• Assignment:
Restate each record exactly as it was written.

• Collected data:
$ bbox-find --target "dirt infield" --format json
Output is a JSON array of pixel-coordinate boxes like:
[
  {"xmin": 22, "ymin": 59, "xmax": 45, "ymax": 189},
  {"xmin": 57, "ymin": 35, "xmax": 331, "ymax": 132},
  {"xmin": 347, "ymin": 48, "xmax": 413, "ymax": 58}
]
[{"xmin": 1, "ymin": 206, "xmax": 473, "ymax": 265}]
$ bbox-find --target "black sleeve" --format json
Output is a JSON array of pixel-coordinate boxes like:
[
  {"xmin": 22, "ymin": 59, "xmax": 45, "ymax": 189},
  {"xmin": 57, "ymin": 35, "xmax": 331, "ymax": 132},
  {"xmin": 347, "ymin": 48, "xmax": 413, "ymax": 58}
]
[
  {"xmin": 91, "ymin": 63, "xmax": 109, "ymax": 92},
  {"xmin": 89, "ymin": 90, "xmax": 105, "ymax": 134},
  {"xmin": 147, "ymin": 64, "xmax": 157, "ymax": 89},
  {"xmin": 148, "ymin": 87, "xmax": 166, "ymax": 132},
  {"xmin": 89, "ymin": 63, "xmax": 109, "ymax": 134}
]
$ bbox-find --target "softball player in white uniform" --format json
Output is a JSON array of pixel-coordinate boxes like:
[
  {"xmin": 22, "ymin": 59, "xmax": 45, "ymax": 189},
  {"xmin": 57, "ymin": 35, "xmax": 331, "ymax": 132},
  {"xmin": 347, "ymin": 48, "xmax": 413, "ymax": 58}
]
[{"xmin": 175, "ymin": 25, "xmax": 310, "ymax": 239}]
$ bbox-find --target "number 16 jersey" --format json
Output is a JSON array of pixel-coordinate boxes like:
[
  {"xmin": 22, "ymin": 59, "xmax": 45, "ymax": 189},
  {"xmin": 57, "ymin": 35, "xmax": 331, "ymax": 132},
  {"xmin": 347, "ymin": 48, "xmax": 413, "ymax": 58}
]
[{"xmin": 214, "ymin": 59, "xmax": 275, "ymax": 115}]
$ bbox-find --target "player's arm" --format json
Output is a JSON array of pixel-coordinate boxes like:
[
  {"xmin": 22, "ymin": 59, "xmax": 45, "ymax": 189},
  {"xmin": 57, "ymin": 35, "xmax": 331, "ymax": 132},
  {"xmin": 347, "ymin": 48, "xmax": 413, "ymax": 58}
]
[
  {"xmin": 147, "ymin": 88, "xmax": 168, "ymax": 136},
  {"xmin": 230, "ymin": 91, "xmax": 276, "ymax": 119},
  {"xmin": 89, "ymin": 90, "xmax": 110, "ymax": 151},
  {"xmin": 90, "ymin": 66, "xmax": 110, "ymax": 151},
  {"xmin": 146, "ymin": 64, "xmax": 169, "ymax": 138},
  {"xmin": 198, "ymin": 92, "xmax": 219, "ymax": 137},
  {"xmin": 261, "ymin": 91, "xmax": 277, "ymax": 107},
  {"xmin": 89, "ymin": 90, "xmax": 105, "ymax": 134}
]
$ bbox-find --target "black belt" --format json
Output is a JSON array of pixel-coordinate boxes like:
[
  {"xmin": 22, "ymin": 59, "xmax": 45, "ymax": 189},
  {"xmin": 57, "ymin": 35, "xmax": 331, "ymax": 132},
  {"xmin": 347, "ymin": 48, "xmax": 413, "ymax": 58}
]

• Result below:
$ bbox-find --target "dirt infield" --format json
Output is a JSON array of pixel-coordinate boxes like:
[
  {"xmin": 22, "ymin": 59, "xmax": 45, "ymax": 189},
  {"xmin": 57, "ymin": 35, "xmax": 331, "ymax": 132},
  {"xmin": 347, "ymin": 48, "xmax": 413, "ymax": 58}
]
[{"xmin": 1, "ymin": 206, "xmax": 473, "ymax": 265}]
$ bbox-find --target "black sleeve" --format json
Output is a JSON array of pixel-coordinate boxes like:
[
  {"xmin": 22, "ymin": 59, "xmax": 45, "ymax": 189},
  {"xmin": 57, "ymin": 35, "xmax": 331, "ymax": 132},
  {"xmin": 347, "ymin": 48, "xmax": 413, "ymax": 58}
]
[
  {"xmin": 91, "ymin": 63, "xmax": 109, "ymax": 92},
  {"xmin": 89, "ymin": 90, "xmax": 105, "ymax": 134},
  {"xmin": 147, "ymin": 64, "xmax": 157, "ymax": 89},
  {"xmin": 148, "ymin": 87, "xmax": 166, "ymax": 132},
  {"xmin": 89, "ymin": 63, "xmax": 109, "ymax": 134}
]
$ bbox-find --target "softball player in white uniform" --format json
Output is a JSON array of pixel-coordinate boxes like:
[
  {"xmin": 22, "ymin": 59, "xmax": 45, "ymax": 189},
  {"xmin": 57, "ymin": 35, "xmax": 331, "ymax": 132},
  {"xmin": 347, "ymin": 48, "xmax": 413, "ymax": 58}
]
[{"xmin": 175, "ymin": 25, "xmax": 310, "ymax": 239}]
$ bbox-find --target "number 16 jersey" --format json
Output is a JSON array of pixel-coordinate boxes like:
[
  {"xmin": 22, "ymin": 59, "xmax": 45, "ymax": 189},
  {"xmin": 57, "ymin": 35, "xmax": 331, "ymax": 132},
  {"xmin": 347, "ymin": 48, "xmax": 413, "ymax": 58}
]
[{"xmin": 214, "ymin": 59, "xmax": 275, "ymax": 115}]
$ bbox-find --target "player's arm" --format json
Output is a JSON array of pixel-coordinate boxes like:
[
  {"xmin": 22, "ymin": 59, "xmax": 45, "ymax": 189},
  {"xmin": 57, "ymin": 35, "xmax": 331, "ymax": 132},
  {"xmin": 347, "ymin": 48, "xmax": 413, "ymax": 58}
]
[
  {"xmin": 147, "ymin": 88, "xmax": 168, "ymax": 136},
  {"xmin": 230, "ymin": 91, "xmax": 276, "ymax": 119},
  {"xmin": 89, "ymin": 90, "xmax": 110, "ymax": 151},
  {"xmin": 90, "ymin": 66, "xmax": 110, "ymax": 151},
  {"xmin": 146, "ymin": 64, "xmax": 169, "ymax": 138},
  {"xmin": 198, "ymin": 92, "xmax": 219, "ymax": 137},
  {"xmin": 261, "ymin": 91, "xmax": 277, "ymax": 107},
  {"xmin": 89, "ymin": 90, "xmax": 105, "ymax": 134}
]
$ bbox-find --target "black belt" --format json
Output is a JSON array of pixel-coordinate boxes like:
[
  {"xmin": 22, "ymin": 59, "xmax": 45, "ymax": 189},
  {"xmin": 57, "ymin": 35, "xmax": 331, "ymax": 132},
  {"xmin": 347, "ymin": 48, "xmax": 413, "ymax": 58}
]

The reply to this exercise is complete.